# Tasks to carry out:
1) Answer these about the transit bus text:
(a) What name does it give to standard transit buses fitted with coach-type seating?
(b) Which London bus is named as an early example of a bus built to a third-party specification?
(c) How long can the longer rural routes that some regional-size operators run be?
2) From the transit bus text, return the stretch from "The operating area" through "the regular route.", copied word for word.

# Excerpt:
A transit bus (also big bus, commuter bus, city bus, town bus, urban bus, stage bus, public bus,  public transit bus, or simply bus) is a type of bus used on shorter-distance public transport bus services.  Several configurations are used, including low-floor buses, high-floor buses, double-decker buses, articulated buses and midibuses.

These are distinct from all-seated coaches used for longer distance journeys and smaller minibuses, for more flexible services.

Specifications
Generally, a transit bus will have:
 large and sometimes multiple doors for ease of boarding and exiting
 minimal or no luggage space
 bench or bucket seats, with no coachlike head-rests
 destination blinds / displays such as headsigns or rollsigns or electronic dot matrix/LED signs
 legal standing-passenger capacity
 fare taking/verification equipment
 pull cord or bus stop request button

Modern transit buses are also increasingly being equipped with passenger information systems, multimedia, WiFi, USB charging points, entertainment/advertising, and passenger comforts such as heating and air-conditioning (as opposed to historically where actually necessary). Some industry members and commentators promote the idea of making the interior of a transit bus as inviting as a private car, recognising the chief competitor to the transit bus in most markets.

History

Operations
As they are used in a public transport role, transit buses can be operated by publicly run transit authorities or municipal bus companies, as well as private transport companies on a public contract or fully independent basis.  Due to the local authority use, transit buses are often built to a third-party specification put to the manufacturer by the authority.  Early examples of such specification include the Greater Manchester Leyland Atlantean, and DMS-class London Daimler Fleetline.  New transit buses may be purchased each time a route/area is contracted, such as in the London Buses tendering system.

The operating area of a transit bus may also be defined as a geographic metropolitan area, with the buses used outside of this area being more varied with buses purchased with other factors in mind. Some regional-size operators for capital cost reasons may use transit buses interchangeably on short urban routes as well as longer rural routes, sometimes up to 2 or 3 hours.  Often transit bus operators have a selection of 'dual-purpose' fitted buses, that is standard transit buses fitted with coach-type seating, for longer-distance routes.

Sometimes transit buses may also be used as express buses on a limited-stopping or non-stop service at peak times, but over the same distance as the regular route.

Fare payment
Fare payment is done via:

 Smart card
 single or multi-ride coupon/ticket
 cash
 (none required: Zero-fare bus)

# Supplied data:
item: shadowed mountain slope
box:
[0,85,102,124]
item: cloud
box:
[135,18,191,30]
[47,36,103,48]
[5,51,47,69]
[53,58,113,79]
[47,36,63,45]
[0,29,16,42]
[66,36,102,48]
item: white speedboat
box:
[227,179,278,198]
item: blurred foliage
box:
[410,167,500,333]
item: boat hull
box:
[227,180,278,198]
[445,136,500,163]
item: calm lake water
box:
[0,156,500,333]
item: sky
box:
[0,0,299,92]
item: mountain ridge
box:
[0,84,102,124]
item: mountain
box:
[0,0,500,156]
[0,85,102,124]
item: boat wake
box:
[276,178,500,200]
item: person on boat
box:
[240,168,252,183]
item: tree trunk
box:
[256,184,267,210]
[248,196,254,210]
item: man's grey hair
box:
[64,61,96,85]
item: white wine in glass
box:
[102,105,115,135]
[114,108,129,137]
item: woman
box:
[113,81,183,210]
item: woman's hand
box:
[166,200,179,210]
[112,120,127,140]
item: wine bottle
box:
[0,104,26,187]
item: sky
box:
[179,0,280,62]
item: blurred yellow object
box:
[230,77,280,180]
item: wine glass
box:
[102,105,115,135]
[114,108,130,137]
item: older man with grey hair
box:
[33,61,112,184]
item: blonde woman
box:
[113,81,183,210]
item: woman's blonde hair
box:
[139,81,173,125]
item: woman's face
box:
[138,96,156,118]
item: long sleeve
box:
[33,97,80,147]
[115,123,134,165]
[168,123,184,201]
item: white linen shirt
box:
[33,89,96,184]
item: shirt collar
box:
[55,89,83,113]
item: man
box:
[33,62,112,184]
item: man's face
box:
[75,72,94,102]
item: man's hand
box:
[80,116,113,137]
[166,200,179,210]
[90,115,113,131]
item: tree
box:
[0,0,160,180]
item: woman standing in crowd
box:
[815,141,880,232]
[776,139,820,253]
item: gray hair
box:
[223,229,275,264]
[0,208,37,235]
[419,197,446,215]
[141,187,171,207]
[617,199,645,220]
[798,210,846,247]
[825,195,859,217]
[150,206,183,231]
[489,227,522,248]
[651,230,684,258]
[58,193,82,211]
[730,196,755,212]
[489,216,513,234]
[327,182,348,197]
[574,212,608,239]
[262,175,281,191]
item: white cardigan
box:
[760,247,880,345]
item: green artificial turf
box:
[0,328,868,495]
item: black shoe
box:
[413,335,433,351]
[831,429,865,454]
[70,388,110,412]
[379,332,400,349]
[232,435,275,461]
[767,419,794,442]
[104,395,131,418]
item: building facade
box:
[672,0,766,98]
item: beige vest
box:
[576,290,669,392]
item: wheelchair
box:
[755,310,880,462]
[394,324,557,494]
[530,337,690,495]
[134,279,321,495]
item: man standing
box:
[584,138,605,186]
---
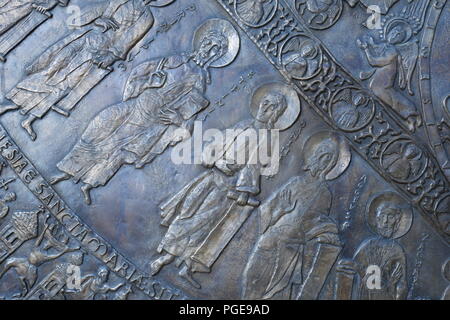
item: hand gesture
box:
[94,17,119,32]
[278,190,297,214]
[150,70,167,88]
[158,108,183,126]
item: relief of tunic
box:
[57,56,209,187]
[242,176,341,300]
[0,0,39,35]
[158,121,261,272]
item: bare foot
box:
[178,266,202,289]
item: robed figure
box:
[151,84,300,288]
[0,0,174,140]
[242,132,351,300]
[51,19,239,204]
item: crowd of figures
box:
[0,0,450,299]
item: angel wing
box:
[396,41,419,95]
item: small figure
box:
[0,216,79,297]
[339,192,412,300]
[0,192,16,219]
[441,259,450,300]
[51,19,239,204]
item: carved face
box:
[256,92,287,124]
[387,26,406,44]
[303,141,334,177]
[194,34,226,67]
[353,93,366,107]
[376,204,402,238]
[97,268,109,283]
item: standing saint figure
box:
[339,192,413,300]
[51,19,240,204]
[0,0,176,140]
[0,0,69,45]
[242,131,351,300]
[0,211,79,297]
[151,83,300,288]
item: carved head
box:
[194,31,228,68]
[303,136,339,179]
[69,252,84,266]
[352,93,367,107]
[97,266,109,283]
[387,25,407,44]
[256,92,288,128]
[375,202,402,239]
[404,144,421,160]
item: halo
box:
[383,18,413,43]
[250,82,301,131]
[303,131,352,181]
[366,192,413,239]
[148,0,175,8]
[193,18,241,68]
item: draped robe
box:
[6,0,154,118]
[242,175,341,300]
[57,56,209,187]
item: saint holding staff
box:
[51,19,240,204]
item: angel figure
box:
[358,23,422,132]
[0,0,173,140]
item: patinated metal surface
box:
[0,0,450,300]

# Answers provided:
1)
(a) 'Dual-purpose' buses
(b) The DMS-class London Daimler Fleetline
(c) Sometimes up to 2 or 3 hours

2)
The operating area of a transit bus may also be defined as a geographic metropolitan area, with the buses used outside of this area being more varied with buses purchased with other factors in mind. Some regional-size operators for capital cost reasons may use transit buses interchangeably on short urban routes as well as longer rural routes, sometimes up to 2 or 3 hours.  Often transit bus operators have a selection of 'dual-purpose' fitted buses, that is standard transit buses fitted with coach-type seating, for longer-distance routes.

Sometimes transit buses may also be used as express buses on a limited-stopping or non-stop service at peak times, but over the same distance as the regular route.